Word for word, repeat the lines of the records from the first line up to and including the line that contains "the white pants", passing over any pictures.
------ MATERIAL SHOWN
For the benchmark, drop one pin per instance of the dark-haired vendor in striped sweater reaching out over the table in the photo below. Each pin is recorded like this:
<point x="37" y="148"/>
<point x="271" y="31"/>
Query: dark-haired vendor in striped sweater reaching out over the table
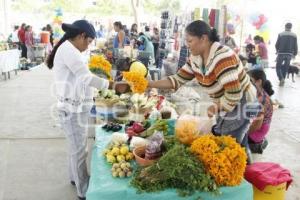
<point x="220" y="73"/>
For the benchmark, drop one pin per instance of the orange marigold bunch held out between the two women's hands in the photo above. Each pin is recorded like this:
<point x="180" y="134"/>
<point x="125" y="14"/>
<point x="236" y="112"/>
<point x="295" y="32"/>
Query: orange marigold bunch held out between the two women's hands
<point x="138" y="83"/>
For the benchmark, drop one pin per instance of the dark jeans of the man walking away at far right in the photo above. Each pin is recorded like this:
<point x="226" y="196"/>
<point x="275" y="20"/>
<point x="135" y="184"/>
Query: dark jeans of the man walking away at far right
<point x="282" y="65"/>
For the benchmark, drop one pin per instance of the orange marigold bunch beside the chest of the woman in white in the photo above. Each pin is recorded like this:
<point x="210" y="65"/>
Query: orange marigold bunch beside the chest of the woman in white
<point x="98" y="64"/>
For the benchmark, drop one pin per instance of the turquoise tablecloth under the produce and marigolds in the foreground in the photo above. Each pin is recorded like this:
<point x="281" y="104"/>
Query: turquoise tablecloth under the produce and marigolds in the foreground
<point x="103" y="186"/>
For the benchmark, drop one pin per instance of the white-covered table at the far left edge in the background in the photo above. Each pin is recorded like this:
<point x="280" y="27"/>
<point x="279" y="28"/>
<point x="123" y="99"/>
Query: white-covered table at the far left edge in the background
<point x="9" y="61"/>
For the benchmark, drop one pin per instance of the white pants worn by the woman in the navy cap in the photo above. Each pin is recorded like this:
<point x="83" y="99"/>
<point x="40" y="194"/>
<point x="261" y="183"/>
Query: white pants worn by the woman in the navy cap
<point x="75" y="127"/>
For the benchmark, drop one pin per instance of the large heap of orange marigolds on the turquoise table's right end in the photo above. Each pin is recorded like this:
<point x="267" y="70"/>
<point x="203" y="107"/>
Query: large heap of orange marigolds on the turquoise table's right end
<point x="223" y="158"/>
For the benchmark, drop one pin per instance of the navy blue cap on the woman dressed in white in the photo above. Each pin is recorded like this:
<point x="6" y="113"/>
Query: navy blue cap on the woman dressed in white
<point x="82" y="25"/>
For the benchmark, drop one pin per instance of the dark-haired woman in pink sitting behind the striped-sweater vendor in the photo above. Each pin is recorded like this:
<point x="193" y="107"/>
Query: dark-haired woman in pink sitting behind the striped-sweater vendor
<point x="261" y="124"/>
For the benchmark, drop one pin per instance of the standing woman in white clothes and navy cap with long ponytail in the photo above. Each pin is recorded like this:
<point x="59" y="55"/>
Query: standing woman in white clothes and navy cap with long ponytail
<point x="74" y="85"/>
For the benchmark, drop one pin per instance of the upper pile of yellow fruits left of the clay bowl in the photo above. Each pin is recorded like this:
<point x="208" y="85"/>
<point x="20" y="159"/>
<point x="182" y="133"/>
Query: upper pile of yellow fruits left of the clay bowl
<point x="117" y="152"/>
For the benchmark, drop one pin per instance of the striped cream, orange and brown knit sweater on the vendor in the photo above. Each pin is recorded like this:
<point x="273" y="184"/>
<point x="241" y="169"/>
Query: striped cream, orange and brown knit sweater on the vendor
<point x="224" y="78"/>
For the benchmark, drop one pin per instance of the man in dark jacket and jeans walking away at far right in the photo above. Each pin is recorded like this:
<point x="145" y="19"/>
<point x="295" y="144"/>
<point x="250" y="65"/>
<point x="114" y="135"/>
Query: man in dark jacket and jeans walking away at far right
<point x="286" y="49"/>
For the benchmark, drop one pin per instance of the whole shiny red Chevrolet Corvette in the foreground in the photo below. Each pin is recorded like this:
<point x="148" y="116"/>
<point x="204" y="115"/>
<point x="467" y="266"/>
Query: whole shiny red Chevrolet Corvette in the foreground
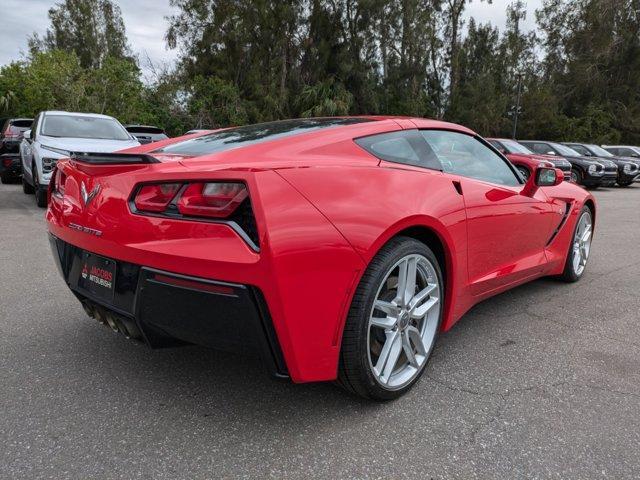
<point x="335" y="248"/>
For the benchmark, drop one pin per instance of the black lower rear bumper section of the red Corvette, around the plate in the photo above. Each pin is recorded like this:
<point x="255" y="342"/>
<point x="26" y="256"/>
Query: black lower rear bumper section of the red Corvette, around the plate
<point x="163" y="309"/>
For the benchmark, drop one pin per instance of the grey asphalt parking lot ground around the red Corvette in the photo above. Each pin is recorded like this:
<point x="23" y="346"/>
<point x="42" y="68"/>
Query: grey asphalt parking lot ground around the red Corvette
<point x="540" y="382"/>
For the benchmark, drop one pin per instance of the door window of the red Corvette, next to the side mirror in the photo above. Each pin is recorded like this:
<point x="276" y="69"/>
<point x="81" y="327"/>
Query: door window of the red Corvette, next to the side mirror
<point x="466" y="156"/>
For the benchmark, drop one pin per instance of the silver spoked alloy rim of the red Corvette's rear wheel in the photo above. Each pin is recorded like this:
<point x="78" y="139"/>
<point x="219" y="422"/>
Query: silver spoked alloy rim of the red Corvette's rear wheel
<point x="403" y="321"/>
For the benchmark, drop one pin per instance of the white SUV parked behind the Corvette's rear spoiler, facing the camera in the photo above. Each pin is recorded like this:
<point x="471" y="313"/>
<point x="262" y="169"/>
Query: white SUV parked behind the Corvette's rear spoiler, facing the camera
<point x="56" y="134"/>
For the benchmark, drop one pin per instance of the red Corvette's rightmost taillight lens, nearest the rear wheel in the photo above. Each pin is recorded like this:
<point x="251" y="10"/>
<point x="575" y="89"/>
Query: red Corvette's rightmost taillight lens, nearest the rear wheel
<point x="218" y="200"/>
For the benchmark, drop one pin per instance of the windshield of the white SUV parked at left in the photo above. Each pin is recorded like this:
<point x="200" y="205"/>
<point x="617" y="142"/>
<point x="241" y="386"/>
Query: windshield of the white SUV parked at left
<point x="75" y="126"/>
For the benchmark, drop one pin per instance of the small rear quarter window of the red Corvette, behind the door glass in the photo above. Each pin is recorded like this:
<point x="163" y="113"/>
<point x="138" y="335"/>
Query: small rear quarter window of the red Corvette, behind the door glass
<point x="404" y="146"/>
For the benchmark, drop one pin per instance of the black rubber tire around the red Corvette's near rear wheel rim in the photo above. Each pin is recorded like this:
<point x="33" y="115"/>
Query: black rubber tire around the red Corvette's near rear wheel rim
<point x="354" y="371"/>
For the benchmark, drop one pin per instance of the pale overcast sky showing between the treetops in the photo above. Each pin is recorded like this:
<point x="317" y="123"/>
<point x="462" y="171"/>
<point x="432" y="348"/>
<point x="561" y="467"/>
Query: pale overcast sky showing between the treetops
<point x="146" y="25"/>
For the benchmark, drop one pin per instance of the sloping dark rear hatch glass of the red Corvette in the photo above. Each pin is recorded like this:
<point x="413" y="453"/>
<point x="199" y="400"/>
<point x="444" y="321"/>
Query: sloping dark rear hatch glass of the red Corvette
<point x="251" y="134"/>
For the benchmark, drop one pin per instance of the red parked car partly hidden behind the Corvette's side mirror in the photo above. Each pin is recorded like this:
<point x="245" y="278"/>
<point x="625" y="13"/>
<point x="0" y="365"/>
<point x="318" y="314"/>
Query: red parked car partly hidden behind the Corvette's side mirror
<point x="584" y="171"/>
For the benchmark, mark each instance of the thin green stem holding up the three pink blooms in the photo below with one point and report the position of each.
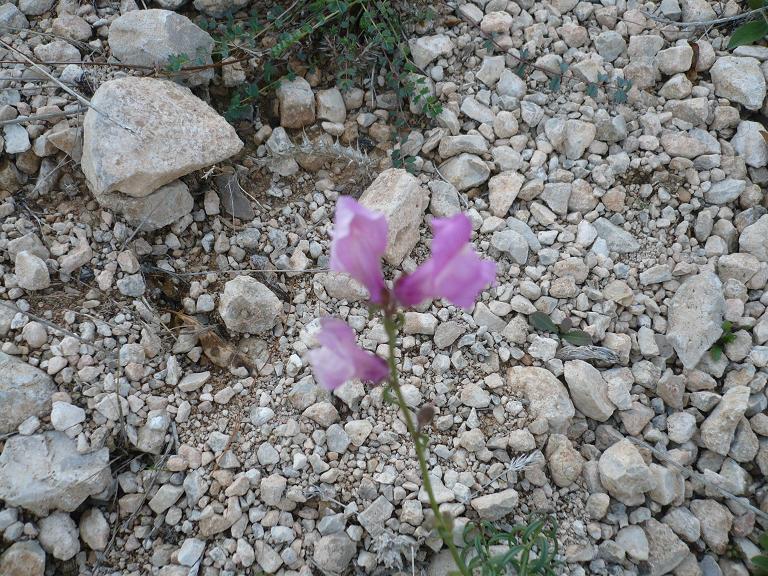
(443, 529)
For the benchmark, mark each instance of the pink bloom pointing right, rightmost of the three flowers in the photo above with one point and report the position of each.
(454, 272)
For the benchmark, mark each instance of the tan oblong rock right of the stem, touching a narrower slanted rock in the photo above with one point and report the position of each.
(547, 396)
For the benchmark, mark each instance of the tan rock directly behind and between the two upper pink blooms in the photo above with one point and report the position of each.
(399, 196)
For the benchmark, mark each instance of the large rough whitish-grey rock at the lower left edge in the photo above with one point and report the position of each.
(45, 472)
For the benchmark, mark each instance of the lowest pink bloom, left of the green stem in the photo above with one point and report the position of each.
(339, 359)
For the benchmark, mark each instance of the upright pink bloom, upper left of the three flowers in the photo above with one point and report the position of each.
(359, 242)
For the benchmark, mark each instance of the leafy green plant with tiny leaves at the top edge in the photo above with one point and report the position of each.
(363, 40)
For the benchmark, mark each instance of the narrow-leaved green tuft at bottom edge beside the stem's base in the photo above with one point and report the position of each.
(526, 549)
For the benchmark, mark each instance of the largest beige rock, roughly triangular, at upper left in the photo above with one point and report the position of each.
(151, 132)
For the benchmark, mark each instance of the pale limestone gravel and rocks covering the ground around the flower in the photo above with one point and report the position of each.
(163, 273)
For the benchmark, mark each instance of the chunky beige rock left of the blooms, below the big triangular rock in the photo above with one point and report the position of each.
(249, 306)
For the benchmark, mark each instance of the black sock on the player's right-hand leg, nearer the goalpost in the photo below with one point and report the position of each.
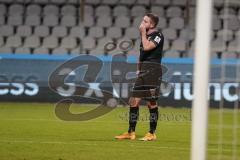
(153, 118)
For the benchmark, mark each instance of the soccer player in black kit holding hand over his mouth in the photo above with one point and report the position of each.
(148, 79)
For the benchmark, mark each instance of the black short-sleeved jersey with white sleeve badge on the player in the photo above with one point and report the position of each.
(154, 55)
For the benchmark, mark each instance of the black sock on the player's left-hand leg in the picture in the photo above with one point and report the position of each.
(133, 117)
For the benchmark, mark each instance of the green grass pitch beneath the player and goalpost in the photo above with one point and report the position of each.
(31, 131)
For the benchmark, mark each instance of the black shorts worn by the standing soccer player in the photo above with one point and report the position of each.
(147, 84)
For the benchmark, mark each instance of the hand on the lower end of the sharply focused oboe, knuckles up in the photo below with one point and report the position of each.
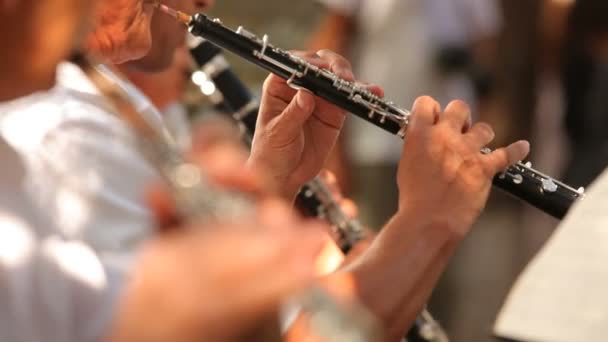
(442, 175)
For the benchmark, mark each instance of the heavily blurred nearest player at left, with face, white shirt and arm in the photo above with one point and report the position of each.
(55, 287)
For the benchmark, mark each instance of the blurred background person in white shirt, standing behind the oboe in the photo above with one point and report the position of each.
(410, 47)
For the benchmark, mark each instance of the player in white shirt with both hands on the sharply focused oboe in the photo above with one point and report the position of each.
(443, 180)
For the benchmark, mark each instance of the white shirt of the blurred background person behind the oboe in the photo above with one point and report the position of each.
(395, 48)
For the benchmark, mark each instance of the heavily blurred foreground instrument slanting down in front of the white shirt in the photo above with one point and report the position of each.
(196, 198)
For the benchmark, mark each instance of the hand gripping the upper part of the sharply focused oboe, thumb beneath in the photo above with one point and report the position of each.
(296, 130)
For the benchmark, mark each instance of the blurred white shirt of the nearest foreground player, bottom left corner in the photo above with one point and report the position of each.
(53, 287)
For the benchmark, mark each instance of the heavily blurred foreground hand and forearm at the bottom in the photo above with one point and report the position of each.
(215, 283)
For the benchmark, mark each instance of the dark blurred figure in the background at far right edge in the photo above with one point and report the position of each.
(585, 77)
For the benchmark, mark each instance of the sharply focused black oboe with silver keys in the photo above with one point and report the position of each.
(520, 180)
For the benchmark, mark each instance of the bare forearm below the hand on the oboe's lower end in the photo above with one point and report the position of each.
(396, 275)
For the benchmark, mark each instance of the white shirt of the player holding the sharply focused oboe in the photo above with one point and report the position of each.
(83, 164)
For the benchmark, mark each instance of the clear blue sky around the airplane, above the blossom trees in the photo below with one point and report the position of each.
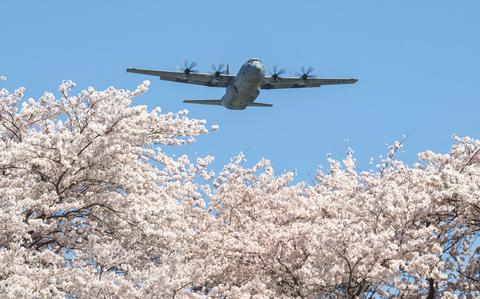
------------
- **EXPECTED ANSWER**:
For the benchmark, drop one pin per instance of the dark-haired vendor in striped sweater reaching out over the table in the photo below. Each pin is recorded like this:
<point x="37" y="148"/>
<point x="271" y="31"/>
Query: dark-haired vendor in striped sweater reaching out over the table
<point x="220" y="73"/>
For the benchmark, drop one pin per instance of the orange marigold bunch held out between the two women's hands in the photo above. Each pin is recorded like this:
<point x="180" y="134"/>
<point x="125" y="14"/>
<point x="236" y="112"/>
<point x="295" y="32"/>
Query: orange marigold bunch held out between the two women's hands
<point x="138" y="83"/>
For the benchmark, drop one pin per instance of the dark jeans of the man walking away at far right in the photo above. Each pin is recorded like this:
<point x="226" y="196"/>
<point x="275" y="20"/>
<point x="135" y="184"/>
Query: dark jeans of the man walking away at far right
<point x="282" y="65"/>
For the benchmark, drop one pin per instance of the orange marigold bunch beside the chest of the woman in white in the photo above. Each pin is recorded like this:
<point x="210" y="65"/>
Query: orange marigold bunch beside the chest of the woman in white
<point x="98" y="64"/>
For the benchmark, drop one pin per instance of the turquoise tablecloth under the produce and marigolds in the foreground in the photo above. Each pin is recorded like this:
<point x="281" y="104"/>
Query: turquoise tablecloth under the produce and marigolds in the foreground
<point x="103" y="186"/>
For the benchmark, drop one pin per instance of the white-covered table at the far left edge in the background in the photo above. Each pin is recorded like this:
<point x="280" y="27"/>
<point x="279" y="28"/>
<point x="123" y="99"/>
Query: white-covered table at the far left edge in the background
<point x="9" y="61"/>
For the benchmark, drop one pin per instance of the white pants worn by the woman in the navy cap in the photo above. Each pin is recorded like this:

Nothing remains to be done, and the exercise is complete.